(Beginning of TEXT SECTION)

Buying a home is an expensive story, and paying off a mortgage can cost an arm and a leg. So if there is an opportunity to reduce the percentage of your income which gets drawn out by the mortgage, shouldn’t you investigate that opportunity?

Done properly, refinancing a mortgage can serve to reduce your existing monthly payments, allowing you to consolidate dept by saving money in the long run and freeing up capital for other expenditures.

So what does mortgage refinancing entail?
Put simply, refinancing refers to the application of a new secured loan with the aim of paying off an existing mortgage provider. The new loan is usually secured against the same property. Securing a new loan at better rates can save you money, as will be explained below.

When should you consider refinancing?
If you have a mortgage and think that you are paying too high an interest rate, refinancing could be beneficial. Remember, however, that refinancing entails the payment of certain administration fees, so it is best to calculate the savings you will make by paying better current mortgage rates, while putting them into perspective by making sure of the refinancing fees. If done at the right time, you will be sure of the choice as your calculations will show significant benefits, doing the world of good to your bank balance.

(End of TEXT SECTION)
(Beginning of INPUT DATA)

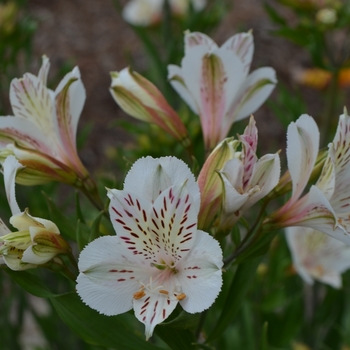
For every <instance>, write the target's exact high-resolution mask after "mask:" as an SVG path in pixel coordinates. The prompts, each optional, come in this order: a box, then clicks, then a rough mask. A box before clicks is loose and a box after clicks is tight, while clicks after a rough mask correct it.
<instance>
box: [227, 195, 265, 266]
mask: <svg viewBox="0 0 350 350" xmlns="http://www.w3.org/2000/svg"><path fill="white" fill-rule="evenodd" d="M267 204H268V201H264V203H263V205H262V207H261V209H260V212H259V215H258V217H257V219H256V220H255V223H254V225H253V226H252V228H251V229H250V230H249V231H248V233H247V234H246V236H245V237H244V239H243V240H242V242H241V243H240V245H239V246H238V247H237V249H236V251H234V252H233V253H232V254H231V255H229V256H228V257H227V258H226V259H224V267H227V266H228V265H229V264H230V263H231V262H232V261H233V260H235V259H236V258H237V257H238V256H239V255H241V254H242V253H243V252H245V251H246V250H247V249H249V247H250V246H251V245H252V244H253V243H254V242H255V241H256V240H257V238H258V237H259V236H260V233H261V225H262V223H263V221H264V212H265V209H266V206H267Z"/></svg>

(End of INPUT DATA)

→ ACTIVITY LIST
(A) Transcribe the mortgage refinancing text, starting at "Done properly, refinancing" and ending at "be explained below.".
(B) According to the mortgage refinancing text, what is the new loan usually secured against?

→ SOLUTIONS TO EACH TASK
(A)
Done properly, refinancing a mortgage can serve to reduce your existing monthly payments, allowing you to consolidate dept by saving money in the long run and freeing up capital for other expenditures.

So what does mortgage refinancing entail?
Put simply, refinancing refers to the application of a new secured loan with the aim of paying off an existing mortgage provider. The new loan is usually secured against the same property. Securing a new loan at better rates can save you money, as will be explained below.

(B) The same property as the existing mortgage.